Extracted text >>
########################################
Visualization: Primary Hash –First Word (key)–> Secondary Hash –Second Word(key)–> Number of Occurrences of First Word + Second Word

countMany

Functionality:
Works similarly to countTwo, but allows for the detection of word sequences of a desired length n. Takes a list of sentence strings as input, and returns the number of occurrences of each detected string of length n. In process, all words are reduced to lowecase. Outputs a data frame with three columns. Column 1 contains the first n - 1 words (leading phrase) of each detected sequence. Column 2 contains the last word of the detected sequence (next word). Column 3 indicates how many times the word pair was detected. Returned data frames are sorted in descending order by count.

Additional Notes: Similar to countTwo, this function uses a two-layer hash table implementation. The first hash key is a string containing the leading phrase in the detected sequence, and the second hash key is the next word.

Parameters:
phrases (required) is a list of strings to be analyzed.
n (default = 3) indicates the length of word sequences to be detected.
log (default = TRUE) is a logical indicating whether the progress log should be printed as the function executes. This setting is recommended for larger files, as they may take a considerable amount of time to execute.

2. Cleaning and Further Processing

filter

Functionality:
A four-layer filter that removes irrelevant items from the pre-processed data (requires that the raw data has been run through either countWords, countTwo, or countMany). Takes a pre-processed data frame as input and applies the following filters:

1. removeSingles: Removes any words or sequences that appeared only one time (if column 3 “Count” == 1) (column 2 for single word data sets).
2. removeSymbols: Removes any words that contain any instances of non- alphanumeric characters [[:alnum:]] or [A-z0-9]. For data frames with 3 columns (countTwo or countMany), a detection of non alphanumeric characters in either column 1 or column 2 will remove the entire entry.
3. removeNoAlpha: Removes any ‘words’ that contain no letters whatsoever +[[:lower]]. Similarly to removeSymbols, if either entry (column 1 or column 2) contains a no-alpha string, the entire entry will be removed. However, if any character is present in the leading phrase whatsoever (eg. ‘6 ft 3 210’), the filter will not remove the entry.
4. removeProfanity: Checks all entries across a list of inappropriate English words, and removes any entries containing an instance of one of these words. See project documentation for details on the list that was used.
5. convertContractions: Adds apostrophes back into any contractions that previously had their punctuation removed. This is accomplished by comparing a list of English contractions to the ‘next words’ column of each data set. See project documentation for details on the list that was used.

Parameters:
data (required) is the preprocessed data frame to be cleaned.
removeSingles (default = TRUE) is a logical indicating whether to use the removeSingles filter.
removeSymbols (default = TRUE) is a logical indicating whether to use the removeSymbols filter.
removeNoAlpha (default = TRUE) is a logical indicating whether to use the removeNoAlpha filter.
removeProfanity (default = TRUE) is a logical indicating whether to use the removeProfanity filter.
convertContractions (default = TRUE) is a logical indicating whether to use the convertContractions modifier.
twoOrMoreWords (default = TRUE) is a logical that should be set to FALSE if and only if single word counts are being cleaned (ie, a data frame generated by using countWords is passed to data). This parameter is needed for the compatibility of the function across data frames generated by countWords, which contain only two columns, and those generated by countTwo or countMany, which contain three columns. Incorrect configuration of this parameter may result in an indexing error.Incorrectly setting it to TRUE will cause all of the filters to fail. Incorrectly setting it to FALSE will cause removeSingles to fail, and cause the other filters to overlook any character inputs in column 2 of the data frame.
########################################
Image object location lines
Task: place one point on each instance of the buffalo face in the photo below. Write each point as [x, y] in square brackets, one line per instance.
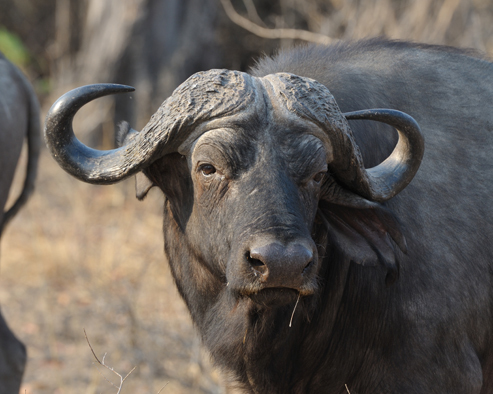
[256, 184]
[244, 164]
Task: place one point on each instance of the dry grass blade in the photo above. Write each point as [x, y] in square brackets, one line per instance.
[293, 34]
[122, 379]
[295, 305]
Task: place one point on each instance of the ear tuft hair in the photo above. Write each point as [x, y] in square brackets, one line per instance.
[368, 236]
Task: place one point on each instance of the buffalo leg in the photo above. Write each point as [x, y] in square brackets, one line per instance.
[12, 359]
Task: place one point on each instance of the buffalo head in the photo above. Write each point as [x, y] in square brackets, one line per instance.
[251, 168]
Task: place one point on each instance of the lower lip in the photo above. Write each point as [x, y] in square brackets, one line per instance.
[277, 296]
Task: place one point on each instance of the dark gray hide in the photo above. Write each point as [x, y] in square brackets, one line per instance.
[19, 115]
[252, 221]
########################################
What is required >>
Copy the countMany documentation between "Additional Notes: Similar" and "time to execute.", inclusive, swapping "two-layer" for "two-level".

Task answer >>
Additional Notes: Similar to countTwo, this function uses a two-level hash table implementation. The first hash key is a string containing the leading phrase in the detected sequence, and the second hash key is the next word.

Parameters:
phrases (required) is a list of strings to be analyzed.
n (default = 3) indicates the length of word sequences to be detected.
log (default = TRUE) is a logical indicating whether the progress log should be printed as the function executes. This setting is recommended for larger files, as they may take a considerable amount of time to execute.